## STATED GOAL
Copy out every line of the items below word for word, leaving out the pictures.

## EXERCISE INPUT

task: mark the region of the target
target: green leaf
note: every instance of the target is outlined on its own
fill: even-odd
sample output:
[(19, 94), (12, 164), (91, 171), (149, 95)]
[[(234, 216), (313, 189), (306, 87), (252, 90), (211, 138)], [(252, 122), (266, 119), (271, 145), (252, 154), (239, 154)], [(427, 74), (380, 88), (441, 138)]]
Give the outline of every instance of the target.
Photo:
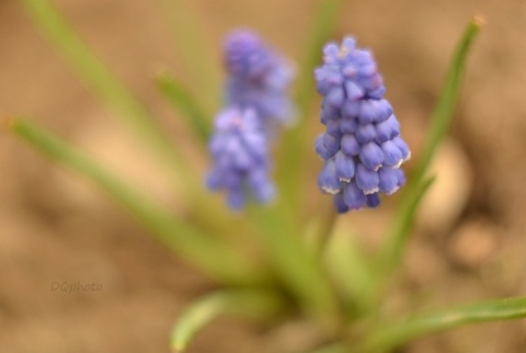
[(132, 214), (161, 243), (210, 277), (227, 283), (263, 281), (264, 274), (250, 260), (170, 214), (80, 150), (31, 122), (14, 119), (10, 124), (10, 129), (50, 160), (88, 178)]
[(210, 136), (211, 122), (194, 96), (168, 72), (158, 75), (156, 82), (167, 101), (179, 111), (182, 117), (186, 119), (187, 125), (192, 127), (203, 145), (205, 145)]
[(468, 23), (453, 56), (445, 86), (432, 115), (430, 132), (427, 133), (422, 155), (416, 162), (414, 172), (409, 178), (408, 185), (401, 197), (401, 204), (395, 215), (395, 225), (389, 228), (391, 231), (381, 249), (381, 257), (386, 269), (397, 269), (403, 255), (407, 239), (411, 230), (410, 225), (414, 218), (414, 208), (419, 204), (423, 192), (428, 186), (426, 186), (423, 180), (451, 123), (453, 113), (460, 92), (466, 59), (482, 23), (482, 20), (479, 18), (473, 18)]
[(172, 329), (174, 353), (184, 352), (195, 334), (220, 316), (239, 316), (262, 320), (275, 318), (284, 309), (276, 294), (255, 289), (230, 289), (211, 293), (192, 304)]
[[(306, 138), (309, 125), (307, 114), (316, 94), (312, 72), (319, 65), (321, 48), (329, 39), (344, 3), (343, 0), (318, 1), (312, 19), (313, 24), (310, 26), (311, 30), (307, 36), (304, 59), (299, 67), (298, 84), (296, 86), (299, 119), (297, 126), (286, 132), (283, 138), (286, 144), (283, 145), (277, 179), (282, 181), (279, 190), (283, 191), (284, 198), (290, 205), (289, 208), (296, 212), (296, 215), (301, 215), (301, 208), (305, 204), (300, 191), (306, 174), (306, 157), (309, 156), (309, 150), (312, 151), (313, 156), (313, 141)], [(300, 219), (298, 216), (296, 218)]]
[[(164, 163), (168, 161), (169, 166), (178, 168), (178, 173), (185, 173), (185, 168), (179, 168), (183, 160), (182, 155), (174, 148), (165, 132), (155, 123), (151, 113), (84, 44), (52, 3), (47, 0), (20, 2), (95, 96), (130, 125), (148, 147), (163, 158)], [(193, 183), (190, 175), (184, 179), (186, 183)]]
[(84, 44), (52, 3), (48, 0), (21, 0), (21, 3), (93, 93), (118, 113), (117, 116), (145, 139), (147, 147), (159, 153), (162, 166), (169, 172), (181, 179), (184, 187), (178, 189), (179, 196), (195, 213), (192, 216), (208, 229), (229, 227), (225, 207), (205, 192), (191, 166), (184, 163), (187, 158), (174, 147), (171, 138), (155, 123), (150, 112)]
[(389, 352), (431, 333), (459, 326), (526, 317), (526, 297), (468, 304), (432, 314), (419, 314), (382, 324), (353, 352)]
[[(386, 239), (384, 243), (384, 251), (381, 260), (381, 270), (386, 276), (389, 276), (391, 271), (398, 267), (403, 258), (403, 252), (409, 240), (409, 235), (413, 228), (414, 218), (420, 203), (422, 202), (427, 190), (433, 185), (435, 178), (430, 178), (416, 189), (412, 190), (411, 195), (404, 195), (403, 202), (398, 206), (396, 217), (390, 229), (392, 236)], [(411, 196), (411, 197), (409, 197)]]
[(175, 49), (187, 73), (191, 92), (209, 114), (218, 109), (221, 80), (220, 46), (211, 45), (199, 19), (195, 3), (188, 0), (161, 0), (172, 27)]
[(272, 265), (285, 286), (299, 299), (304, 310), (330, 324), (336, 312), (334, 293), (321, 270), (318, 259), (311, 257), (298, 234), (287, 225), (278, 208), (250, 208), (251, 219), (260, 228), (260, 242), (265, 247)]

## REPLY
task: mark the region of the target
target: green leaf
note: every instance of the target is outlined on its own
fill: even-odd
sample output:
[(19, 94), (12, 164), (91, 171), (149, 95)]
[[(234, 216), (313, 189), (306, 87), (252, 90), (211, 138)], [(252, 122), (266, 119), (271, 145), (252, 154), (239, 154)], [(427, 74), (380, 88), (441, 138)]]
Give the outline of every instance of the target.
Photo:
[(132, 214), (161, 243), (210, 277), (227, 283), (263, 281), (264, 274), (250, 260), (170, 214), (80, 150), (31, 122), (14, 119), (10, 124), (10, 129), (50, 160), (88, 178)]
[(210, 136), (211, 122), (194, 96), (168, 72), (158, 75), (156, 82), (167, 101), (179, 111), (182, 117), (186, 119), (187, 125), (192, 127), (203, 145), (205, 145)]
[(468, 23), (453, 56), (445, 86), (432, 115), (430, 132), (427, 133), (422, 155), (416, 162), (414, 172), (409, 178), (408, 185), (401, 197), (401, 204), (395, 215), (395, 225), (389, 228), (391, 231), (381, 249), (381, 257), (386, 269), (397, 269), (403, 255), (407, 239), (411, 230), (410, 225), (414, 218), (414, 208), (419, 204), (423, 192), (428, 186), (426, 186), (423, 180), (451, 123), (453, 113), (460, 92), (466, 59), (482, 23), (482, 20), (479, 18), (473, 18)]
[(172, 329), (174, 353), (184, 352), (195, 334), (220, 316), (239, 316), (262, 320), (275, 318), (284, 309), (276, 294), (255, 289), (230, 289), (211, 293), (192, 304)]
[[(306, 138), (309, 125), (307, 114), (316, 94), (312, 72), (319, 65), (321, 48), (329, 39), (344, 3), (343, 0), (318, 1), (312, 19), (313, 24), (310, 26), (311, 30), (307, 36), (304, 59), (299, 67), (298, 84), (296, 86), (299, 119), (297, 126), (286, 132), (283, 138), (286, 144), (283, 145), (277, 179), (282, 181), (279, 190), (283, 191), (284, 198), (290, 205), (289, 208), (296, 212), (296, 215), (301, 215), (301, 208), (305, 204), (300, 191), (306, 174), (306, 157), (309, 156), (309, 150), (312, 151), (313, 156), (313, 141)], [(300, 219), (298, 216), (296, 218)]]
[[(164, 163), (168, 161), (169, 166), (178, 168), (178, 173), (185, 173), (185, 168), (179, 168), (183, 160), (182, 155), (174, 148), (165, 132), (155, 123), (151, 113), (84, 44), (52, 3), (47, 0), (20, 2), (95, 96), (130, 125), (148, 147), (163, 158)], [(193, 183), (190, 175), (184, 179), (186, 183)]]
[(84, 44), (52, 3), (48, 0), (21, 0), (21, 3), (93, 93), (118, 113), (117, 116), (145, 139), (147, 147), (159, 153), (162, 166), (169, 172), (181, 179), (184, 187), (178, 189), (179, 196), (195, 213), (192, 216), (208, 229), (229, 227), (225, 207), (205, 192), (191, 166), (184, 163), (187, 158), (174, 147), (171, 138), (155, 123), (150, 112)]
[(389, 352), (431, 333), (459, 326), (526, 317), (526, 297), (468, 304), (432, 314), (419, 314), (382, 324), (353, 352)]
[[(386, 239), (384, 243), (384, 251), (381, 260), (381, 270), (386, 276), (389, 276), (391, 271), (398, 267), (403, 258), (403, 252), (409, 240), (409, 235), (413, 228), (414, 218), (420, 203), (422, 202), (427, 190), (433, 185), (435, 178), (430, 178), (416, 189), (412, 190), (411, 195), (404, 195), (403, 202), (398, 206), (396, 217), (390, 229), (392, 236)], [(411, 196), (411, 197), (409, 197)]]
[(175, 49), (187, 73), (191, 92), (209, 114), (218, 109), (221, 80), (220, 46), (211, 45), (199, 19), (195, 3), (188, 0), (161, 0), (172, 27)]
[(272, 265), (285, 286), (299, 299), (304, 310), (330, 324), (336, 312), (334, 293), (321, 270), (318, 259), (311, 257), (298, 234), (287, 225), (278, 208), (250, 208), (251, 219), (260, 228), (260, 242), (265, 247)]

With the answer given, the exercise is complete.